**Text to read:**
* * *
Networked computing becomes indispensable to people’s life. From daily communications to commercial transactions, from small businesses to large enterprises, all activities can be or will soon be done through networked services. Any vulnerabilities in the networked devices and computing platforms can expose the whole network under various attacks and may bring about disastrous consequences. Hence, effective network intrusion detection (NID) solutions are ultimately essential to the modern society.
Initial NID designs are signature-based, where each type of attacks should be manually studied beforehand, and the detection is performed based on the attack’s signatures. This kind of approaches are, however, not suitable to the fast-growing network and cannot cope with attacks of increasing volume, complexity and volatility.
For the security of such a large scale and ever-expanding network, we need an intrusion detection system that is not only able to quickly and correctly identify known attacks but also adaptive and intelligent enough for the unknown and evolved attacks, which leads to AI-based solutions. The artificial intelligence gained from machine learning enables the detection system to discover network attacks without much need for human intervention [mukherjee1994network].
* * *
**Extracted entries:**
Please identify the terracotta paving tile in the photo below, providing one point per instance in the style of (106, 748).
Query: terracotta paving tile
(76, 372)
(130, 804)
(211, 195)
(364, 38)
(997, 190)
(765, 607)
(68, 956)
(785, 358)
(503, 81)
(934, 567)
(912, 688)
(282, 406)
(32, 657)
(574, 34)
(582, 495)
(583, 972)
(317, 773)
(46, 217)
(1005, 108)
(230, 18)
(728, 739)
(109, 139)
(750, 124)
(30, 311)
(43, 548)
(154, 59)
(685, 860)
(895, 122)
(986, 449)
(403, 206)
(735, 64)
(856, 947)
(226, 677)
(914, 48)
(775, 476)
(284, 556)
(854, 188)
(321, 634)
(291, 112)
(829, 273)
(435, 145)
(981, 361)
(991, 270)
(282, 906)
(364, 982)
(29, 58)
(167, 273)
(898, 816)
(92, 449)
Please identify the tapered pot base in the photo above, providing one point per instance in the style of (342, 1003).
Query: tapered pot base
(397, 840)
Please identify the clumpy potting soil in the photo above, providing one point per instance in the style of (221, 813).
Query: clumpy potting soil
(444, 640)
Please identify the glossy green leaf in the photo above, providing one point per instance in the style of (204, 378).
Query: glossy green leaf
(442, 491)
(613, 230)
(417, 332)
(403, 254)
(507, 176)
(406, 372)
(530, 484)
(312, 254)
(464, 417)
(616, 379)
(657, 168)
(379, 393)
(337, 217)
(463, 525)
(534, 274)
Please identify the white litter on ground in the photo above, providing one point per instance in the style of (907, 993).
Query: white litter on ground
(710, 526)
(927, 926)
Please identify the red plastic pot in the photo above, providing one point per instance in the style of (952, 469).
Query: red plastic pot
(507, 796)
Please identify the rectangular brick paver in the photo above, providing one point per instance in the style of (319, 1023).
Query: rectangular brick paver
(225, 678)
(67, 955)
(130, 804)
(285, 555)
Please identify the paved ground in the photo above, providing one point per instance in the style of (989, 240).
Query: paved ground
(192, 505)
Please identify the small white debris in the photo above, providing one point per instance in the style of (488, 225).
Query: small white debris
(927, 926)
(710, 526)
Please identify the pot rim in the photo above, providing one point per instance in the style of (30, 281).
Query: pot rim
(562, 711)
* * *
**Exercise aim:** Quote the passage on network intrusion detection word for word, starting at "Initial NID designs" and ending at "human intervention [mukherjee1994network].". The material after the passage is separate from it.

**Reply to the task:**
Initial NID designs are signature-based, where each type of attacks should be manually studied beforehand, and the detection is performed based on the attack’s signatures. This kind of approaches are, however, not suitable to the fast-growing network and cannot cope with attacks of increasing volume, complexity and volatility.
For the security of such a large scale and ever-expanding network, we need an intrusion detection system that is not only able to quickly and correctly identify known attacks but also adaptive and intelligent enough for the unknown and evolved attacks, which leads to AI-based solutions. The artificial intelligence gained from machine learning enables the detection system to discover network attacks without much need for human intervention [mukherjee1994network].